## What you should do
Rewrite the full material exactly; no line may be skipped.

··· Available data ···

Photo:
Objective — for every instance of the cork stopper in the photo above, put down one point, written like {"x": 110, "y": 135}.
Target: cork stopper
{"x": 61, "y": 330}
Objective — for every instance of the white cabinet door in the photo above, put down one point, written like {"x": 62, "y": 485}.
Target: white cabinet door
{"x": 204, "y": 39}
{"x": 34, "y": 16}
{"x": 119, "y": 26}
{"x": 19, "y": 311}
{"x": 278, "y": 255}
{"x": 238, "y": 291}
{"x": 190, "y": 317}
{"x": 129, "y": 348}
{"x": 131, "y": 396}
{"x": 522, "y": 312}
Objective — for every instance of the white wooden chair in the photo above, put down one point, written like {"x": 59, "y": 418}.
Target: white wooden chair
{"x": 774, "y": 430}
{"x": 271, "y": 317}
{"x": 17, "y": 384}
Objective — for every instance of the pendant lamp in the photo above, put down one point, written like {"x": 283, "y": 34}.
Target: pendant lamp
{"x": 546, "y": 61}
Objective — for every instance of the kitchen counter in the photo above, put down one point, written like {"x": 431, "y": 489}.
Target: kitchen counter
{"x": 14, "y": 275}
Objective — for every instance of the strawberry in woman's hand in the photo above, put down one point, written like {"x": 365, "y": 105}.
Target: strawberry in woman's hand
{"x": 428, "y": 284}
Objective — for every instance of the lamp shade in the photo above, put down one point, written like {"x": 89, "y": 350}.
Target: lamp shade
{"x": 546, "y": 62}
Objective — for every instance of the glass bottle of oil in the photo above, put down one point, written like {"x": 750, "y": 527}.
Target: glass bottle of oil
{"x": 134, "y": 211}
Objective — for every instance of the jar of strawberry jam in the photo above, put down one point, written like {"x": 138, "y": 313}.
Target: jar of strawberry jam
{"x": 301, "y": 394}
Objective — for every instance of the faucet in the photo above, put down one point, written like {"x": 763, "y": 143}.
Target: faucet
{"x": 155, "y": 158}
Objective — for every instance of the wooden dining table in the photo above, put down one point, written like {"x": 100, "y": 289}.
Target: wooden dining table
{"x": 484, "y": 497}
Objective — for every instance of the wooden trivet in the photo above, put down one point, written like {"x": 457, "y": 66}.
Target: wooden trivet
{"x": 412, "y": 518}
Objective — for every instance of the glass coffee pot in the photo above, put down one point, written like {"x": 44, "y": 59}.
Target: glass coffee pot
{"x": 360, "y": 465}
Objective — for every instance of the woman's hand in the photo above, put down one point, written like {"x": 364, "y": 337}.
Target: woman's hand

···

## Solution to this task
Photo:
Objective — for every instance of the cork stopper in the photo above, put down one point, written like {"x": 110, "y": 135}.
Target: cork stopper
{"x": 61, "y": 330}
Objective — for every instance of the white cabinet door in the photo above, put down one point, written like {"x": 62, "y": 485}.
Target: white cabinet door
{"x": 204, "y": 39}
{"x": 34, "y": 16}
{"x": 119, "y": 26}
{"x": 19, "y": 311}
{"x": 278, "y": 255}
{"x": 238, "y": 291}
{"x": 190, "y": 317}
{"x": 129, "y": 348}
{"x": 131, "y": 396}
{"x": 522, "y": 312}
Objective — for every instance of the white wooden chair in the photo above, put down one point, written like {"x": 59, "y": 418}.
Target: white wooden chair
{"x": 774, "y": 430}
{"x": 271, "y": 317}
{"x": 17, "y": 384}
Objective — for every instance of the pendant lamp in the photo above, put down one point, written like {"x": 283, "y": 34}.
Target: pendant lamp
{"x": 546, "y": 61}
Objective — for every instance of the kitchen counter in the photo above, put down one point, written like {"x": 431, "y": 489}.
Target: kitchen counter
{"x": 14, "y": 275}
Objective — for every instance of the strawberry in woman's hand in the photo above, put down one point, written like {"x": 365, "y": 105}.
Target: strawberry in woman's hand
{"x": 428, "y": 284}
Objective — for every instance of the lamp shade in the photo above, put down one point, written like {"x": 89, "y": 350}.
Target: lamp shade
{"x": 546, "y": 62}
Objective — for every instance of the glass bottle of oil in the photo above, put down one point, written like {"x": 750, "y": 527}.
Target: glass bottle of oil
{"x": 134, "y": 211}
Objective — for every instance of the jar of strawberry jam in the photo above, put down one point, written like {"x": 138, "y": 313}.
Target: jar of strawberry jam
{"x": 301, "y": 394}
Objective — for every instance of the faucet in the photo above, put down one point, written like {"x": 763, "y": 143}.
Target: faucet
{"x": 155, "y": 158}
Objective — for every instance of the wooden dining table in the photo above, put down one point, written like {"x": 100, "y": 289}.
Target: wooden dining table
{"x": 484, "y": 497}
Objective — for every instance of the wooden trivet in the photo above, put down one point, written like {"x": 457, "y": 66}.
Target: wooden trivet
{"x": 412, "y": 518}
Objective — for every instance of the glass coffee pot in the photo above, put down one point, written like {"x": 44, "y": 59}.
Target: glass coffee pot
{"x": 360, "y": 465}
Objective — for every instance of the woman's hand in the photo above, put down one point, written like {"x": 364, "y": 337}.
Target: woman's hand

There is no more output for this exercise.